──────── SUPPLIED INFORMATION

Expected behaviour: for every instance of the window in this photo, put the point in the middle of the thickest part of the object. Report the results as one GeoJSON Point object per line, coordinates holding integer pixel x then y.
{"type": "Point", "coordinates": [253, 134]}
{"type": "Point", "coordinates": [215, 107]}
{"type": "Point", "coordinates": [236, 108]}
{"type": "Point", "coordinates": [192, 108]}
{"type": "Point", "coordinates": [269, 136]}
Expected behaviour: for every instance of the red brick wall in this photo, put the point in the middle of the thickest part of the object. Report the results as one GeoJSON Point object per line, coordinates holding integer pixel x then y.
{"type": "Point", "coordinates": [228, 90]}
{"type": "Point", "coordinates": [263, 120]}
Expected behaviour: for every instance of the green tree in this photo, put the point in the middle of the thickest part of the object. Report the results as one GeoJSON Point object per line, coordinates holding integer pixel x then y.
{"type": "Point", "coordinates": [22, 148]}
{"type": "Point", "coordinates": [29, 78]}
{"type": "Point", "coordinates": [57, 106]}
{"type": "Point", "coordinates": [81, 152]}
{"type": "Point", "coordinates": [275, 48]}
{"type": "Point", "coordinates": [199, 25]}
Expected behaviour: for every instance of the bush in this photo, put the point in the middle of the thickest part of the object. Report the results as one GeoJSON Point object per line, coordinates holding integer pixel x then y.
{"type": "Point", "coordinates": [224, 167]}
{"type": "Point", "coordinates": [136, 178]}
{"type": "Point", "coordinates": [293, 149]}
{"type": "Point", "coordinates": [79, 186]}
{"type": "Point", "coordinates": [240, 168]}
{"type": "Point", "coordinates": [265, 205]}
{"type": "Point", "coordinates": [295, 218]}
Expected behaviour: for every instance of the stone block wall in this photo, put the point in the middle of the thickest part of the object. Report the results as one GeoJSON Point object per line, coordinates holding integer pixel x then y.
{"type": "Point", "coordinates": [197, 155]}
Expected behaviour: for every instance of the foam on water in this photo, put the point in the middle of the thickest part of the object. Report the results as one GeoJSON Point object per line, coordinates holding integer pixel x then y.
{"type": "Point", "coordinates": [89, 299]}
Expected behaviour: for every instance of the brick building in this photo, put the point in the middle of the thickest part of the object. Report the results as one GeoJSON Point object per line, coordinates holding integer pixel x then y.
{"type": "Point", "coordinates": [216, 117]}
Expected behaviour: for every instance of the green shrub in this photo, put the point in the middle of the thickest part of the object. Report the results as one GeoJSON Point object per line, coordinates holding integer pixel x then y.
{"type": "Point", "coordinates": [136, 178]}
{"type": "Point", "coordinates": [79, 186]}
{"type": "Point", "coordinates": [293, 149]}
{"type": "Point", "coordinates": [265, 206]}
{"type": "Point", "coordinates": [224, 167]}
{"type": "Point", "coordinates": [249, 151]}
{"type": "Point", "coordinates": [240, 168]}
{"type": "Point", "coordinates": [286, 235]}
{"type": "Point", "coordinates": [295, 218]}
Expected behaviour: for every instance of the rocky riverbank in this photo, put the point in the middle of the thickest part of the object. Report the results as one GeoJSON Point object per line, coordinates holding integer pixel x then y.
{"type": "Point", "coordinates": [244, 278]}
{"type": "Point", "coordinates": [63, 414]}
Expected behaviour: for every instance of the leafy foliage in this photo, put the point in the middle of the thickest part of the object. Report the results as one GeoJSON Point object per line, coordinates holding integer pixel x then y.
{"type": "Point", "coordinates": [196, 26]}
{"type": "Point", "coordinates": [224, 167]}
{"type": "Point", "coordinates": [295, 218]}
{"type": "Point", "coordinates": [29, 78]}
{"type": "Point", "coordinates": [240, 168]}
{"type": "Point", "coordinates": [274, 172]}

────────────────

**PROBLEM REQUIREMENTS:**
Your task is to return the full listing exactly as it was given.

**RESULT FOR THIS TASK:**
Expected behaviour: for every instance of the window in this photo, put the point in the middle of the thickest part of the object. Report the results as one GeoJSON Point object per line, coordinates holding integer pixel x then y.
{"type": "Point", "coordinates": [253, 134]}
{"type": "Point", "coordinates": [215, 107]}
{"type": "Point", "coordinates": [236, 108]}
{"type": "Point", "coordinates": [192, 108]}
{"type": "Point", "coordinates": [269, 136]}
Expected behaviour: for every instance of the red brick wall in this photo, put the point in the middle of the thickest part of the object. Report the results as one GeoJSON Point object per line, coordinates holding integer pixel x then y.
{"type": "Point", "coordinates": [228, 90]}
{"type": "Point", "coordinates": [263, 120]}
Expected behaviour: for every instance of the green tree in this photo, put the point in the middle of the thickest part of the object. Report the results as one GeoJSON Point object per line, coordinates holding integer pixel x then y.
{"type": "Point", "coordinates": [22, 148]}
{"type": "Point", "coordinates": [29, 78]}
{"type": "Point", "coordinates": [57, 106]}
{"type": "Point", "coordinates": [81, 152]}
{"type": "Point", "coordinates": [275, 48]}
{"type": "Point", "coordinates": [199, 25]}
Expected behaviour: for every instance of the bush in this photo, put the point in the middle of the thickest part of the object. Report the results as one GeoJSON Point object per line, coordinates holding integer pixel x then y.
{"type": "Point", "coordinates": [224, 167]}
{"type": "Point", "coordinates": [136, 178]}
{"type": "Point", "coordinates": [293, 149]}
{"type": "Point", "coordinates": [79, 186]}
{"type": "Point", "coordinates": [240, 168]}
{"type": "Point", "coordinates": [265, 205]}
{"type": "Point", "coordinates": [295, 218]}
Expected behaviour: for every instance of the stone block wall in this photo, put the point in the middle of the thickest part of the object. Report the results as one GeoJSON Point object per line, coordinates holding integer pixel x then y.
{"type": "Point", "coordinates": [197, 155]}
Expected behaviour: for every instance of the foam on water in this photo, put the point in the middle of the thickest part of the object. Report the results as one GeoJSON Point object per line, coordinates holding integer pixel x then y.
{"type": "Point", "coordinates": [89, 299]}
Expected behaviour: for every instance of the brick building in this photo, put the point in the middle of the thickest part of the object. Report the results as one GeoJSON Point object per line, coordinates holding integer pixel x then y.
{"type": "Point", "coordinates": [216, 117]}
Expected behaviour: for every instance of the green shrub in this photo, put the point in the middle of the thickest part of the object. Report the results as one GeoJSON Point object per line, coordinates holding integer pixel x then y.
{"type": "Point", "coordinates": [136, 178]}
{"type": "Point", "coordinates": [79, 186]}
{"type": "Point", "coordinates": [293, 149]}
{"type": "Point", "coordinates": [265, 206]}
{"type": "Point", "coordinates": [224, 167]}
{"type": "Point", "coordinates": [249, 151]}
{"type": "Point", "coordinates": [240, 168]}
{"type": "Point", "coordinates": [286, 235]}
{"type": "Point", "coordinates": [295, 218]}
Expected behaviour: for every instance of the rocky riverbank in this photo, put the point in the middle of the thickest part of the object. Report the results as one GeoJSON Point object per line, coordinates holding integer pixel x then y.
{"type": "Point", "coordinates": [244, 278]}
{"type": "Point", "coordinates": [63, 414]}
Expected behaviour: for every instance of the leafy foliage in this photo, put the point in the middle of the thickest part of the object. Report the results as one GeoJSON Point object per line, coordinates holding integer pixel x then y.
{"type": "Point", "coordinates": [196, 26]}
{"type": "Point", "coordinates": [224, 167]}
{"type": "Point", "coordinates": [295, 218]}
{"type": "Point", "coordinates": [29, 78]}
{"type": "Point", "coordinates": [240, 168]}
{"type": "Point", "coordinates": [274, 172]}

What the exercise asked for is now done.